Without including any images, set down the records below exactly.

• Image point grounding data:
============================================================
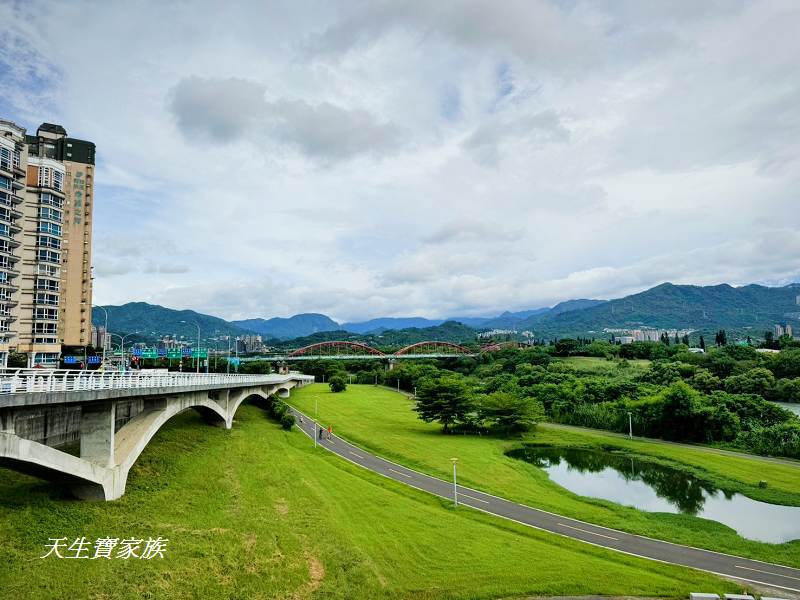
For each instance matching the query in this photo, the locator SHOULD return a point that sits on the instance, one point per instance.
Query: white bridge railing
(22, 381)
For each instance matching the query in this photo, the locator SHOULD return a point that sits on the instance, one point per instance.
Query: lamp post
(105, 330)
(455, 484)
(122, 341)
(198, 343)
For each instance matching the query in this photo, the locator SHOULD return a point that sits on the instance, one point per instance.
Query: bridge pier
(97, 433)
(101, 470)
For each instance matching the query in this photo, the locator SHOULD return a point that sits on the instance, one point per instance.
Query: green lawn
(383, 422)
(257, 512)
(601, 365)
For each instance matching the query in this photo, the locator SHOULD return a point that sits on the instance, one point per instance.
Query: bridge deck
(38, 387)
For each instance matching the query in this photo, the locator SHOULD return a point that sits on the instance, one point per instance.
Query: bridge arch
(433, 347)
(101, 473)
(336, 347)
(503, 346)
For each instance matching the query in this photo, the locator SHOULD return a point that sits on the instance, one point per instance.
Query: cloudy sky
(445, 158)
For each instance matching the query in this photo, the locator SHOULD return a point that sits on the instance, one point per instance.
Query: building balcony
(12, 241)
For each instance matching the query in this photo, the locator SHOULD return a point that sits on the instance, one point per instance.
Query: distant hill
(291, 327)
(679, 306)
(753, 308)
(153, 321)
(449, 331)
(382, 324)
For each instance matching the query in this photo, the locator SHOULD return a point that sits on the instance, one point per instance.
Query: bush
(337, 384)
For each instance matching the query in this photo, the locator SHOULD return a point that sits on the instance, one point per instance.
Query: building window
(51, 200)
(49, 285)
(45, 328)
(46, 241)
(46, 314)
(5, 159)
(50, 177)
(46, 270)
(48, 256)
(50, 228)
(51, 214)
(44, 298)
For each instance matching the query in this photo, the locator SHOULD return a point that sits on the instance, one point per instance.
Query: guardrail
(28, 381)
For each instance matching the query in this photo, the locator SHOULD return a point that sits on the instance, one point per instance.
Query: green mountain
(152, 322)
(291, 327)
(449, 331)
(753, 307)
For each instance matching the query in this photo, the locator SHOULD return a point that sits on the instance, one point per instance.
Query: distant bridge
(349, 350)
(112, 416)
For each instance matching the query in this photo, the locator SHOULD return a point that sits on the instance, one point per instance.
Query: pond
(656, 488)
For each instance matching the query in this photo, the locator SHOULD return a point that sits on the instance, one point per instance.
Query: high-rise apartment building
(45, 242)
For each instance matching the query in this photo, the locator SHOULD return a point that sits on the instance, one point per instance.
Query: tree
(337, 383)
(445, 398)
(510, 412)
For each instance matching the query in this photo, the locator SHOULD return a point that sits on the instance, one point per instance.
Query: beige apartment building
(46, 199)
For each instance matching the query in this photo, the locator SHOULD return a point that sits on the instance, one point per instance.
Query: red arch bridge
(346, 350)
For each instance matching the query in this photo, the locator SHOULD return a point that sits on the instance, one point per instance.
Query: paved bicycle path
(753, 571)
============================================================
• Result of the exercise:
For each instance matching the query in this photo, the locator SHOULD return a point that sits on the instance, one point per instance.
Query: white bridge railing
(22, 381)
For each instance matching the query in this photo, the locator SHOULD return a point that sits on the instance, one point per instance.
Query: lamp post
(105, 330)
(455, 484)
(122, 341)
(198, 343)
For each instance matching the query in this photo, the locator SHOULD return a point that sits on the instance, one point per instance.
Query: bridge pier
(97, 433)
(101, 470)
For each instance matching the query in this photo, the locator SHOULD return a point that sits on the instance, one point per instance.
Query: green lawn
(383, 422)
(257, 512)
(601, 365)
For each instance matching the query in this photo, the locator SHOULD return a point that sits on the instance, one point per instance.
Query: bridge deck
(38, 387)
For each instance matching the query in this photo, the locator SHOULD return a point that sits on the instance, one point per instance.
Query: bridge arch
(433, 347)
(101, 473)
(336, 347)
(503, 346)
For each instance matching the query in this photo, the locator SHOULD return a point that sits on the instance, one point per instance.
Query: cloudy sky
(445, 158)
For each instance matching the query in this photo, the locator SHOULD return a point that sits on the instance, one point per instance.
Query: building balcony
(12, 241)
For each instance matching the query in this photo, the locator SHOULD return a point that sits on the instance, one point per instance.
Query: distant hill
(291, 327)
(679, 306)
(753, 308)
(153, 321)
(449, 331)
(382, 324)
For each instance matching the query in this photo, the locator SHOULD return a point that sits on the instance, one point per instance.
Query: bush
(337, 384)
For each instance matching the query in this photo, the locator SHOULD return a point that sits on the instance, one point per instance.
Query: building window
(51, 200)
(49, 285)
(45, 328)
(46, 241)
(46, 314)
(5, 159)
(50, 177)
(46, 270)
(48, 256)
(50, 228)
(51, 214)
(44, 298)
For each instance matching the query in this photo, the locator SHOULD return a point that sits on the instance, one point per instance.
Query: guardrail
(28, 381)
For each instance matching the query in this photo, the locator SHOULD return a point that sits on the instance, one point per instance.
Query: green mountain
(152, 322)
(291, 327)
(449, 331)
(753, 307)
For each instance matching the query in this photo, the locator SHOULD return a point that sits on the instance, one point per instance.
Query: distant bridge
(349, 350)
(112, 416)
For each instance matching the query in this photo, the locator SHOULD return a point that sits on the instance, one point per instance.
Query: pond
(656, 488)
For each instance matching the query in this photo, the locator SHOULD return a point that sits on the instance, one point per instance.
Query: high-rise apartment building
(45, 242)
For each instance matching the query in this photo, the locator SHOULD return a point that sits on the instance, one point per instance.
Query: tree
(337, 383)
(445, 398)
(510, 412)
For each instance matching the query in this photo, the locator SHOULD return a point that sits on the instance, one point per instance.
Query: beige apartment building
(46, 199)
For each instance matching the query in this photo, the locator SHOULD return a point that sits on the instance, one point per instance.
Query: red arch bridge
(346, 350)
For each instance matching the query in this photo, the locator SHOULD return a point that sits on the instance, one point per instance.
Query: paved bicycle path
(753, 571)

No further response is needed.